__ОТРЫВОК__:
▽

Но вернемся в май 1912 года, когда необычайно накалившиеся отношения между Пикассо, Евой и Фернандой, поддерживаемой супругами Пичот, заставили Пабло и его новую подругу очень быстро покинуть Сере. Их спешный отъезд был омрачен и другим событием: бедная Фриска, ослабевшая от старости, серьезно заболела и ее пришлось усыпить. Потрясенный Пабло горько оплакивал собаку, которая прожила у него более восьми лет. Ей единственной он разрешал заходить в мастерскую, когда работал. Но его желание всегда иметь рядом животное было настолько велико, что вскоре он приобрел немецкую овчарку. Обезьянку Монину, за которой обещала присмотреть Жермен, увели цыгане, а Жермен даже не попыталась остановить их. Несомненно, таким образом она хотела отомстить Пабло за его отношение к Фернанде.
Бежать из Сере, по мнению Пабло, было необходимо, но куда? 21 июня они отправляются в Авиньон, но там Пабло не захотел оставаться, так как слишком много людей знали о его местонахождении. И он решил укрыться в Соргсюр-Увез, в десятке километров к северу от Авиньона. Пикассо и Ева останавливаются на вилле «Ле Клошет». Довольно неприглядное сооружение, похожее на дома в некоторых пригородах Парижа. Они сняли две комнаты и мастерскую за 80 франков в месяц. Но Пабло не обращает внимания на окружающую обстановку, где он живет и работает. Так он ведет себя всегда, даже когда располагает средствами, позволяющими иметь все самое лучшее. Главное – это спокойствие и пространство.
Его письма к Канвейлеру позволяют нам представить, как он жил: «Я нашел дом с небольшим садом и начал обустраиваться. Сегодня вечером я иду в театр на Сару Бернар в „Даме с камелиями“ […]. Передай Браку, что я напишу ему, но никому не давай моего адреса. Я сказал всем, что поехал в Каркассон». Так Пабло стал беглецом, жертвой своего собственного крайне беспокойного темперамента. Он явно преувеличивал опасность, которую, по его мнению, представляла его бывшая спутница. Она вовсе не собиралась предстать перед ним с бутылкой кислоты или револьвером.
К счастью для Пабло, все эти опасения и переживания не помешали ему работать. Некоторые его письма Канвейлеру свидетельствуют о том, что у него появилась привычка рисовать одновременно несколько картин различного характера. Только прибыв в Сорг, он уже пишет: «Ты знаешь мою систему работать. Я начал сразу три картины: Арлезианку,натюрморт и пейзаж с афишами».
В других письмах чувствуется его острая необходимость в друзьях, которую он испытывал, даже когда его переполняла любовь. «Напиши мне, – просит он Канвейлера, – так как мне необходимо получать письма от друзей».
Пребывание на юге Франции позволило Пабло бывать на корридах и наслаждаться этим волнующим зрелищем.
Пикассо с нетерпением ожидал приезда Брака, чтобы поработать с ним в Сорге. Он пишет ему: «Я жду твоих писем. Ты знаешь, как радуют меня твои новости.
…Мне так недостает тебя. Где наши прогулки и наши беседы и споры?»

△

__СОХРАНЁННЫЕ ЗАПИСИ__:
▽

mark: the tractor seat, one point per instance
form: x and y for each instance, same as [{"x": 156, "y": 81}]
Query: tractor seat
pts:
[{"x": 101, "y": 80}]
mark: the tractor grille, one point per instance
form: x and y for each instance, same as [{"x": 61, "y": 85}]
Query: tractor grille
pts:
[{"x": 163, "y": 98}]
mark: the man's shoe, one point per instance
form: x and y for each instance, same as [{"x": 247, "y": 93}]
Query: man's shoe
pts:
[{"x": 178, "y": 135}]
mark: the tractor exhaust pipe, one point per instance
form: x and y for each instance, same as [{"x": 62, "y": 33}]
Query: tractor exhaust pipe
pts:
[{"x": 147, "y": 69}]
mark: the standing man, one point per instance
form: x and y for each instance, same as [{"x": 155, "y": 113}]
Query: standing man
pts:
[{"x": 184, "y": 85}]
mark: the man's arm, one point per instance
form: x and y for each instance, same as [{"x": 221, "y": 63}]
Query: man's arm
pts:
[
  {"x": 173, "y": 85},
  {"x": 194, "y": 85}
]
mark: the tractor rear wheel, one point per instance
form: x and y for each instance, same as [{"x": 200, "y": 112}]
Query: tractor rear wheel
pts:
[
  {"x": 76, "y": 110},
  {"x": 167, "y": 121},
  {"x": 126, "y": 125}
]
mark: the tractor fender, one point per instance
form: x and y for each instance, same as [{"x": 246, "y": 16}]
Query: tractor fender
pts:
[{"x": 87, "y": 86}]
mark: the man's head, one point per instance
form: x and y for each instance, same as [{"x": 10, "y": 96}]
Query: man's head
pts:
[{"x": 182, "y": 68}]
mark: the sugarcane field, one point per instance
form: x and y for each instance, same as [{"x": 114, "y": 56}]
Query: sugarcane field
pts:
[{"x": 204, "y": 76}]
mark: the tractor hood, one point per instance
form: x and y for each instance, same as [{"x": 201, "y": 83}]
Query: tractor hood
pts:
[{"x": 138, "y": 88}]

△

__ЗАДАНИЕ__:
Проверьте по отрывку о Пикассо три утверждения: 1. Пикассо и Ева сняли на вилле «Ле Клошет» две комнаты и мастерскую. 2. Обезьянку Монину забрала к себе Жермен. 3. Пикассо говорил всем, что уехал в Авиньон. Для каждого ответьте «да» или «нет» и дословно приведите слова отрывка, которые это решают. Отвечать нужно только по отрывку.

__ОТВЕТ__:
1. Да: «Они сняли две комнаты и мастерскую за 80 франков в месяц».
2. Нет: «Обезьянку Монину, за которой обещала присмотреть Жермен, увели цыгане».
3. Нет: «Я сказал всем, что поехал в Каркассон».